▸ A block of data:
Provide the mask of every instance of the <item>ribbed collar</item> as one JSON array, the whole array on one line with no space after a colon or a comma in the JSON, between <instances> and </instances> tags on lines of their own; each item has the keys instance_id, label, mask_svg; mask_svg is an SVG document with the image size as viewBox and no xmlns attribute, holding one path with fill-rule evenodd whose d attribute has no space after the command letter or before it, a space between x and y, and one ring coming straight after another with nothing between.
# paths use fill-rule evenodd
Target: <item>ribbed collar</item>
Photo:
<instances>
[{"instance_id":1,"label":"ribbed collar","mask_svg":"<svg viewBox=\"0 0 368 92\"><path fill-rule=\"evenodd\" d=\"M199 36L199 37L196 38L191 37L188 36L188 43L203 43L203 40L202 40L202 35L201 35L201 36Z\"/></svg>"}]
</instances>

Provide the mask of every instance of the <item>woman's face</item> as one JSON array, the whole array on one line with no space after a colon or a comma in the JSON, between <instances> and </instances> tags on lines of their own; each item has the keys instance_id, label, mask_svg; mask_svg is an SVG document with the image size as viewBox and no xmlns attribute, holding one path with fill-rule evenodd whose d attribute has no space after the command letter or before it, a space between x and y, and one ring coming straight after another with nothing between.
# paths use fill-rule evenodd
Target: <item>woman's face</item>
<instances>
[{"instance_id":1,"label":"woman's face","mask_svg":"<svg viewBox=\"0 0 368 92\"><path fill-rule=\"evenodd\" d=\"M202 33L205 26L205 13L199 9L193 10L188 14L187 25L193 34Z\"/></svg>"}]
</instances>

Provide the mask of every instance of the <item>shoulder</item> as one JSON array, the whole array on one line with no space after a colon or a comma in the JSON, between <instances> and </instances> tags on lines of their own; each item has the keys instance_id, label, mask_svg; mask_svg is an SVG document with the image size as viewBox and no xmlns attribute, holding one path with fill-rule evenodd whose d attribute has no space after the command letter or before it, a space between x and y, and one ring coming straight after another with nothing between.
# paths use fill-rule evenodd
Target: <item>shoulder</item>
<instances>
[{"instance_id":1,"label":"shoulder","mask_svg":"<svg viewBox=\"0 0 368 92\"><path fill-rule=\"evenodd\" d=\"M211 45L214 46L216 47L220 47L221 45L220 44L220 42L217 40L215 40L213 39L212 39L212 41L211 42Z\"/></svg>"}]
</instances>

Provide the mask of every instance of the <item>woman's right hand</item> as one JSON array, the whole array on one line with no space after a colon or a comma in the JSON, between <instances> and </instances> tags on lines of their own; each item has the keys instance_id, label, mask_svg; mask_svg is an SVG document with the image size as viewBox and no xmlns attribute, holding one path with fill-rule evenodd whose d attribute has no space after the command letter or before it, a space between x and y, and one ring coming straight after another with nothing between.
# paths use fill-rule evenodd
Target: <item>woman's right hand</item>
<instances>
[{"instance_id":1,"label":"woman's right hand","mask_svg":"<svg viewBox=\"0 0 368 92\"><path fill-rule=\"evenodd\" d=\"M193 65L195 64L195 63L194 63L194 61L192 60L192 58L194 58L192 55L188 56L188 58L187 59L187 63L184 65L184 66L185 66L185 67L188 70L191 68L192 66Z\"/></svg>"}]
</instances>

▸ Task details:
Starting at the line that contains "Provide the mask of every instance of the <item>woman's right" and ending with the last line of the records, rewrite those lines as a JSON list of strings, one string per line, leaving out any blank lines.

▸ Written response:
[
  "Provide the mask of every instance of the <item>woman's right hand</item> as one JSON array, the whole array on one line with no space after a colon or a comma in the JSON, between <instances> and </instances> tags on lines of their own; each item has the keys instance_id, label, mask_svg; mask_svg is an SVG document with the image size as viewBox and no xmlns attribute, holding one path with fill-rule evenodd whose d attribute has no space after the command letter or before it, a space between x and y, and one ring coming straight after another with nothing between.",
  "# paths use fill-rule evenodd",
  "Target: <item>woman's right hand</item>",
  "<instances>",
  "[{\"instance_id\":1,\"label\":\"woman's right hand\",\"mask_svg\":\"<svg viewBox=\\\"0 0 368 92\\\"><path fill-rule=\\\"evenodd\\\" d=\\\"M193 65L195 64L195 63L194 63L194 61L192 60L192 58L194 58L192 55L188 56L188 58L187 59L187 63L184 65L184 66L185 66L185 67L188 70L191 68L192 66Z\\\"/></svg>\"}]",
  "</instances>"
]